REQUIREMENTS
How many lines in the rows below contain the string "logo", with case counting? Reply with the number alone.

Entries for pointing at named objects
######
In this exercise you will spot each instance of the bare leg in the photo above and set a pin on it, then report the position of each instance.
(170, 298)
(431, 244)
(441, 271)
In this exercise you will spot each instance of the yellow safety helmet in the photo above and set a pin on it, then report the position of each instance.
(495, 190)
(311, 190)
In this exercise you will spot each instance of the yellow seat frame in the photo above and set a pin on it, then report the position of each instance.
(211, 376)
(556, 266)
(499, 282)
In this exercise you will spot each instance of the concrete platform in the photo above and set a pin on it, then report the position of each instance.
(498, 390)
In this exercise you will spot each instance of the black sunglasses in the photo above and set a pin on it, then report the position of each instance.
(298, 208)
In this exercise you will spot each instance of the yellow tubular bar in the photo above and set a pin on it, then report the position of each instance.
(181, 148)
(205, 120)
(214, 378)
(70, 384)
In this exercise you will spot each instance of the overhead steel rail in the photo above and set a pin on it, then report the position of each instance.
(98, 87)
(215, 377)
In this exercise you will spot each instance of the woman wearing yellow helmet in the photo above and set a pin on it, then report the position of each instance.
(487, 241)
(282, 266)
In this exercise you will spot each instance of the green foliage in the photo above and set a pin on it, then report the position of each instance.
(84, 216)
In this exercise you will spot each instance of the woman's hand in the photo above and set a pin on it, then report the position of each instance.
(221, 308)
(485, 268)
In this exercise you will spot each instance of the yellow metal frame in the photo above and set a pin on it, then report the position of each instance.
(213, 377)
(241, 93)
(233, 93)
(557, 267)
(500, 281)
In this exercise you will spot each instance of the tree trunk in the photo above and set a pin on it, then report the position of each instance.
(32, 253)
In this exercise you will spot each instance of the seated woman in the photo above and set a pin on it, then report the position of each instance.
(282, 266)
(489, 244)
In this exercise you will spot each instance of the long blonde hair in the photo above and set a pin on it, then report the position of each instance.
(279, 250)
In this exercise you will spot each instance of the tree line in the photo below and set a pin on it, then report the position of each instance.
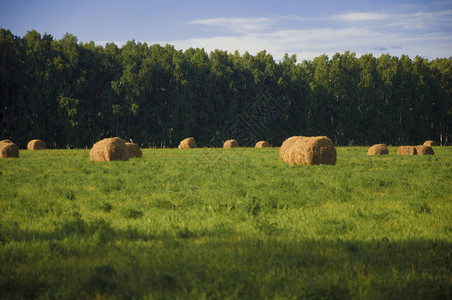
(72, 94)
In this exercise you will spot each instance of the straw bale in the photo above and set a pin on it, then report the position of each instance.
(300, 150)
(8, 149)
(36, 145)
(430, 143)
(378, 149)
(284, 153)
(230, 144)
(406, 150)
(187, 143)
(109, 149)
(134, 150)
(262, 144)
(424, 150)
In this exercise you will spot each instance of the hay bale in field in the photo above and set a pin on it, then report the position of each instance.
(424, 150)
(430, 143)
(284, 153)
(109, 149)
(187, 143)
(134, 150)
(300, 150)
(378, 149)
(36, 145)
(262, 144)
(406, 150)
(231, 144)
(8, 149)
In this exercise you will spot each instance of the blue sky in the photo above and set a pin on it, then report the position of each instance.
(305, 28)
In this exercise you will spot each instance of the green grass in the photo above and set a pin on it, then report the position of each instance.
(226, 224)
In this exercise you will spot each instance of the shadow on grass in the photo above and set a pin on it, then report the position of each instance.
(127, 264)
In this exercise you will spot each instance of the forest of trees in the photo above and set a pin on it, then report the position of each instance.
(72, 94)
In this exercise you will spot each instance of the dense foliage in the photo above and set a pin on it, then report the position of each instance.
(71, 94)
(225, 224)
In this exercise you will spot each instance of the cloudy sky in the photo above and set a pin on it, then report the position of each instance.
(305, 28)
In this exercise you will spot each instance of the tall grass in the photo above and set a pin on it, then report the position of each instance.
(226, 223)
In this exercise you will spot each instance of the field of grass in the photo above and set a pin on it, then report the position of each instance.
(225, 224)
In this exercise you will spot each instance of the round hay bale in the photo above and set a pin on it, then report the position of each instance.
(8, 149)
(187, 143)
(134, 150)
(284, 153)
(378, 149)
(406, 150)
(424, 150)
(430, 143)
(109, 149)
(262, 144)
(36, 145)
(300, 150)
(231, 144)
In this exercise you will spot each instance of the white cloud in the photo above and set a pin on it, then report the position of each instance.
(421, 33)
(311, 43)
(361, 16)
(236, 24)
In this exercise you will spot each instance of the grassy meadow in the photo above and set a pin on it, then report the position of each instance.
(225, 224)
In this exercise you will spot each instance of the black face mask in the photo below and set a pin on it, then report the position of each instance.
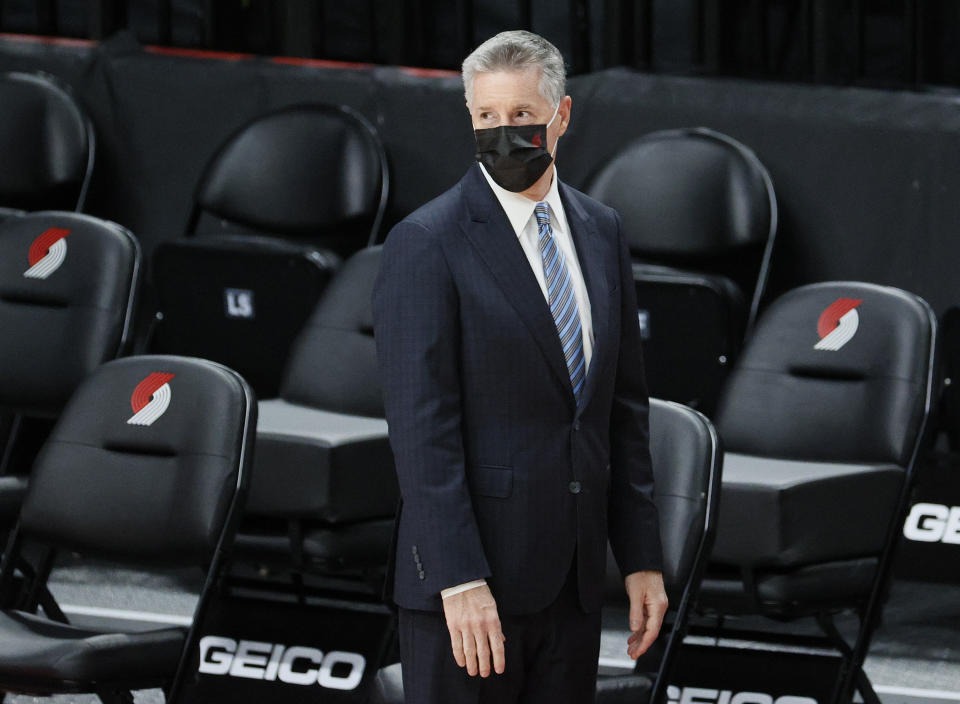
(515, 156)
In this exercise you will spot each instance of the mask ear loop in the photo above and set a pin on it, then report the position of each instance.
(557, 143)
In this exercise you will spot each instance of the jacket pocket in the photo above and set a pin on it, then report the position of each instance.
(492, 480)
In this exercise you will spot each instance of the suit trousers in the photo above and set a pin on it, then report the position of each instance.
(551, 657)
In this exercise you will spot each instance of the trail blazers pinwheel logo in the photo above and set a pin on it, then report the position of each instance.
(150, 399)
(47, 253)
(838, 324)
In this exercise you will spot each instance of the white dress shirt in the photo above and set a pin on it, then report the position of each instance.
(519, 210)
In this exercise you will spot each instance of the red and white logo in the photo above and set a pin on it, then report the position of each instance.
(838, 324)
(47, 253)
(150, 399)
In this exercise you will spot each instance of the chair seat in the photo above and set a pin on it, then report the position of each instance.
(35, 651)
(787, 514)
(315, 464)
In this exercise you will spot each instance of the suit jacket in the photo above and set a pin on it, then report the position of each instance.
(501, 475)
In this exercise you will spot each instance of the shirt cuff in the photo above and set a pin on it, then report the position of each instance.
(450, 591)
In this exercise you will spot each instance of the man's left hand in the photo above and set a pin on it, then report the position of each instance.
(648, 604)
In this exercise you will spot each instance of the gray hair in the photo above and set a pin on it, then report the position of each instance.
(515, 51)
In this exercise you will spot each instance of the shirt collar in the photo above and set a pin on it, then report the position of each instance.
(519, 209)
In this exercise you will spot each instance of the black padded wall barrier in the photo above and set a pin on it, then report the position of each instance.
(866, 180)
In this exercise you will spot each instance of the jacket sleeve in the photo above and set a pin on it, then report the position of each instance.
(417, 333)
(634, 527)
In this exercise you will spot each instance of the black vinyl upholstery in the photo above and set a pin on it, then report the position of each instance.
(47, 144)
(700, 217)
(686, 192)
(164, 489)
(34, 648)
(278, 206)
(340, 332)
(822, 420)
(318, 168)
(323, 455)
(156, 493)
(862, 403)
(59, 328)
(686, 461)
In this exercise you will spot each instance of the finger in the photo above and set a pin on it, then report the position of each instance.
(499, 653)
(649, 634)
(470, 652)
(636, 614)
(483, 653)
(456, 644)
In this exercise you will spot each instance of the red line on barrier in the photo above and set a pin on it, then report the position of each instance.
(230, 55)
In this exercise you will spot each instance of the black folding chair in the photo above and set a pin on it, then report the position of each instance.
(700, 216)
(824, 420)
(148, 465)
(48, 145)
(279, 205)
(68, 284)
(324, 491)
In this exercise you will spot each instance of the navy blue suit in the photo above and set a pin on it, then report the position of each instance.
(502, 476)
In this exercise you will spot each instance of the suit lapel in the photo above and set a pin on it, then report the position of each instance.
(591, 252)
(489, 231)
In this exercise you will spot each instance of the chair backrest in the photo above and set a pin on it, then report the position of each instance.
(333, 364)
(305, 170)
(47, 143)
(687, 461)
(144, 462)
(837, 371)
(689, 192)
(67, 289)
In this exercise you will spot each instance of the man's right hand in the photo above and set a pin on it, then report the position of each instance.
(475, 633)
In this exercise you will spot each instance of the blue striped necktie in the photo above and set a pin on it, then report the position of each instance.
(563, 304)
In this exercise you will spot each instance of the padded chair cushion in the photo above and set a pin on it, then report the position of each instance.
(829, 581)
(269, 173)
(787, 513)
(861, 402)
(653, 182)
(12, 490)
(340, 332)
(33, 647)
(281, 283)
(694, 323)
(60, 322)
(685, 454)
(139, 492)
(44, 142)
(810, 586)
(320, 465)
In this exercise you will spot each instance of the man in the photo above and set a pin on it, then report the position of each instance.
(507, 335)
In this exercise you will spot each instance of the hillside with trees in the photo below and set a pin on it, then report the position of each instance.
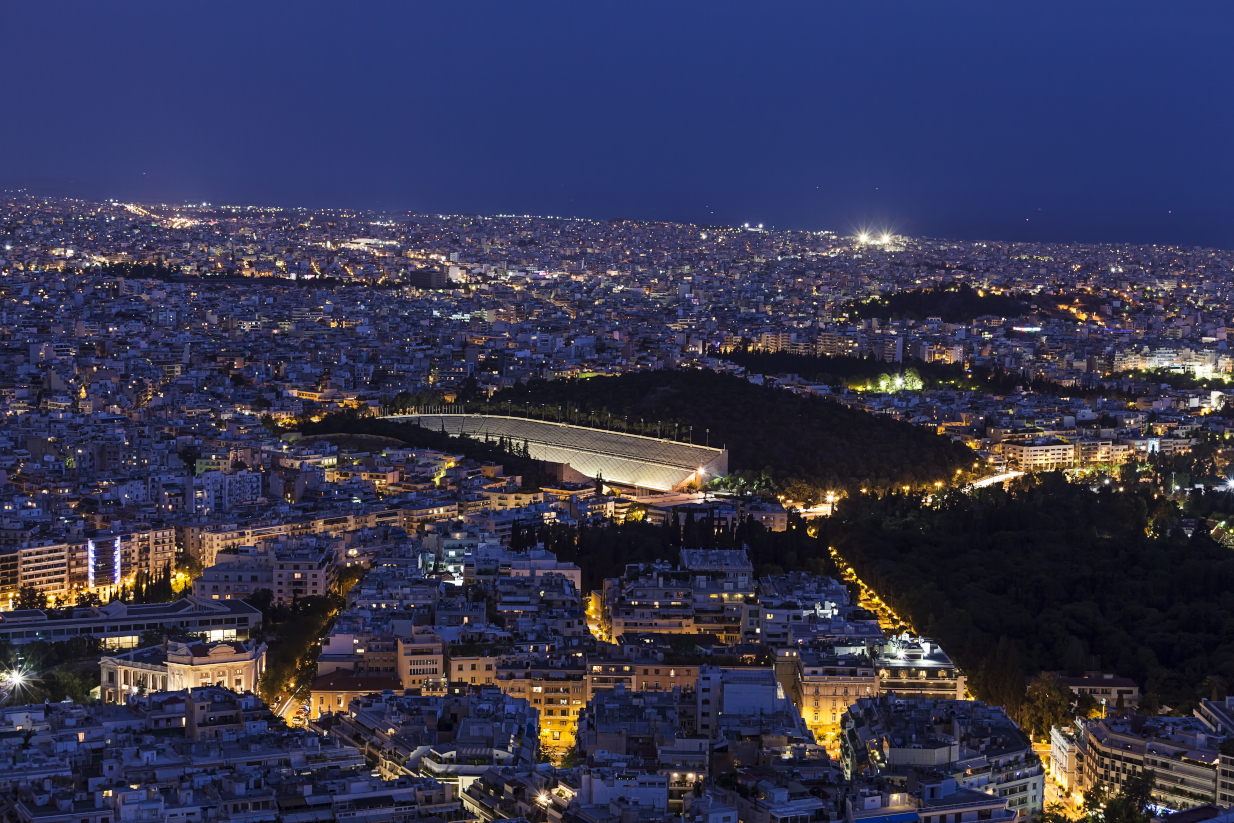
######
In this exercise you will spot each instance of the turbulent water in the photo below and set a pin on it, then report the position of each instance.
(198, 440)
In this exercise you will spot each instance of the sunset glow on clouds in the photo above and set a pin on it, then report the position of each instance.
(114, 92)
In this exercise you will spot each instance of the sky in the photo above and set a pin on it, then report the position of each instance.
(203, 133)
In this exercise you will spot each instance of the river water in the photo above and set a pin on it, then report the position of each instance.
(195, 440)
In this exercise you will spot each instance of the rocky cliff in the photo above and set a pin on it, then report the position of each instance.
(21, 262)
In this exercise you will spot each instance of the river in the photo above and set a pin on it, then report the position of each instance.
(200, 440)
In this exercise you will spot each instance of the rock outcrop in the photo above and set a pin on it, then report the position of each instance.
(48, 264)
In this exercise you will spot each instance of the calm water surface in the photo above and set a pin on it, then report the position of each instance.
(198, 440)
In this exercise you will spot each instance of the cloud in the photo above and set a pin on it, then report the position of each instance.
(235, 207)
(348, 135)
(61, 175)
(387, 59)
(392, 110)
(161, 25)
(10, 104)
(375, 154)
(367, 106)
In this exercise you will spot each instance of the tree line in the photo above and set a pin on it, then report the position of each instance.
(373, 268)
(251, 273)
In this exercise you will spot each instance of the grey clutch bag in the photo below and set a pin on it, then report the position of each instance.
######
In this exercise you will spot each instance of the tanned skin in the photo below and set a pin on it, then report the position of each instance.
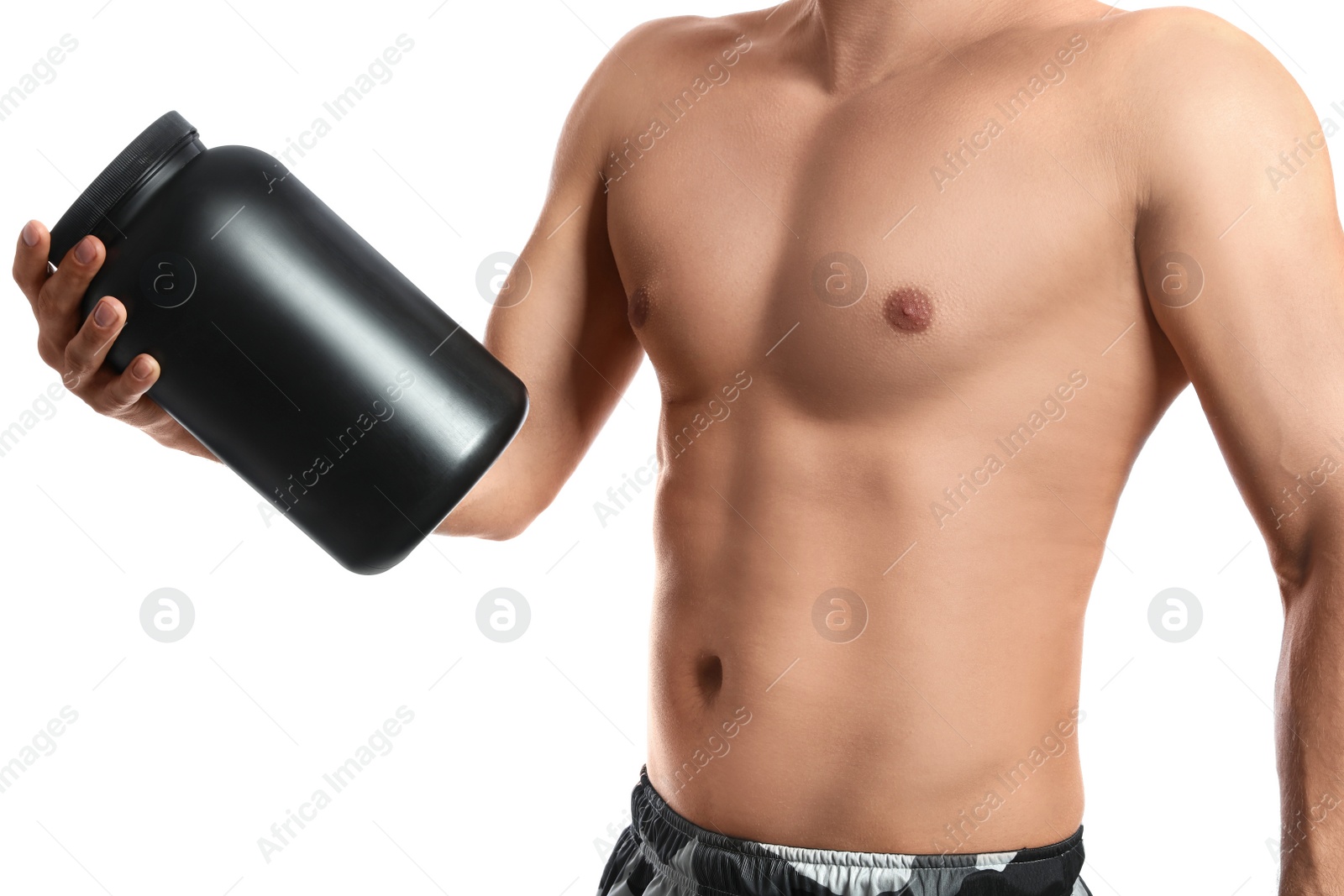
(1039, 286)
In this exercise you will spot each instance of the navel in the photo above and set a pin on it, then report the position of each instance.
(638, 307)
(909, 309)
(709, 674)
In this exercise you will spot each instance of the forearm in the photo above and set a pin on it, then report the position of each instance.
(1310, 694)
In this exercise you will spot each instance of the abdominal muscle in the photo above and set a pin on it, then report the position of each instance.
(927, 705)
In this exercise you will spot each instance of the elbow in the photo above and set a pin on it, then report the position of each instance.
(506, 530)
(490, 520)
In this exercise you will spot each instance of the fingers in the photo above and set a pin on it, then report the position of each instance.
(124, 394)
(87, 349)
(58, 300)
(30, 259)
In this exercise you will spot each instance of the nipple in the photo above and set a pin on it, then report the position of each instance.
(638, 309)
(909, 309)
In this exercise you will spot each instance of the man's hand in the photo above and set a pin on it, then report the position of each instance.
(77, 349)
######
WRITTEN SOLUTION
2